> **DOCUMENT SEGMENT**:
Who Was the Man in the Iron Mask?

Last updated 17 July 2026 · 7 min read

Direct Answer

The Man in the Iron Mask was a real prisoner held in French custody for 34 years, from his arrest in 1669 until his death in the Bastille on 19 November 1703, his face reportedly covered whenever guards or fellow inmates might see him. His true identity was never officially recorded; he was buried the next day under the name "Marchioly." The mask itself was very likely black velvet cloth rather than iron, a detail popularised by Voltaire decades later and fixed permanently in public imagination by Alexandre Dumas's 19th-century novel. Historians most often favour Eustache Dauger, a valet arrested in 1669 for reasons prison documents describe only as what he knew, or Ercole Antonio Mattioli, an Italian diplomat imprisoned for betraying a secret 1678 treaty, whose name closely resembles the "Marchioly" on the burial register; no candidate has ever been conclusively proven.

[Image point grounding data]

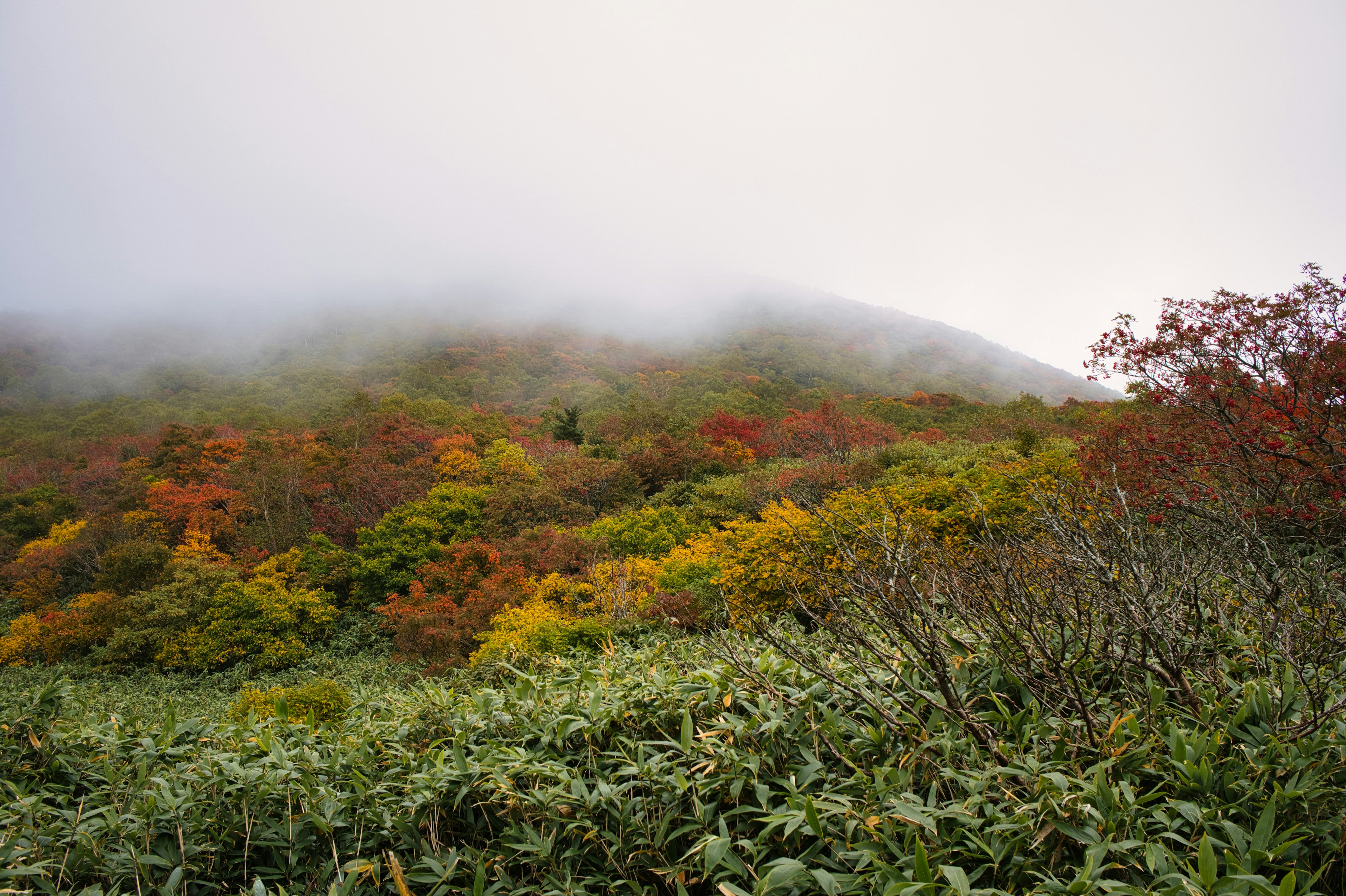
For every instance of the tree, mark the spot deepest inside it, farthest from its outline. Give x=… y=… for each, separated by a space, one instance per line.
x=828 y=432
x=567 y=428
x=414 y=535
x=1240 y=401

> **QUESTIONS**:
a: Name every person the passage on the Man in the Iron Mask identifies by name, leaving out the prisoner himself and any name he was buried under.
b: Quote the passage on the Man in the Iron Mask word for word, from the span between "Direct Answer" and "been conclusively proven.", inclusive.

> **REPLIES**:
a: Voltaire, Alexandre Dumas, Eustache Dauger, Ercole Antonio Mattioli

b:
Direct Answer

The Man in the Iron Mask was a real prisoner held in French custody for 34 years, from his arrest in 1669 until his death in the Bastille on 19 November 1703, his face reportedly covered whenever guards or fellow inmates might see him. His true identity was never officially recorded; he was buried the next day under the name "Marchioly." The mask itself was very likely black velvet cloth rather than iron, a detail popularised by Voltaire decades later and fixed permanently in public imagination by Alexandre Dumas's 19th-century novel. Historians most often favour Eustache Dauger, a valet arrested in 1669 for reasons prison documents describe only as what he knew, or Ercole Antonio Mattioli, an Italian diplomat imprisoned for betraying a secret 1678 treaty, whose name closely resembles the "Marchioly" on the burial register; no candidate has ever been conclusively proven.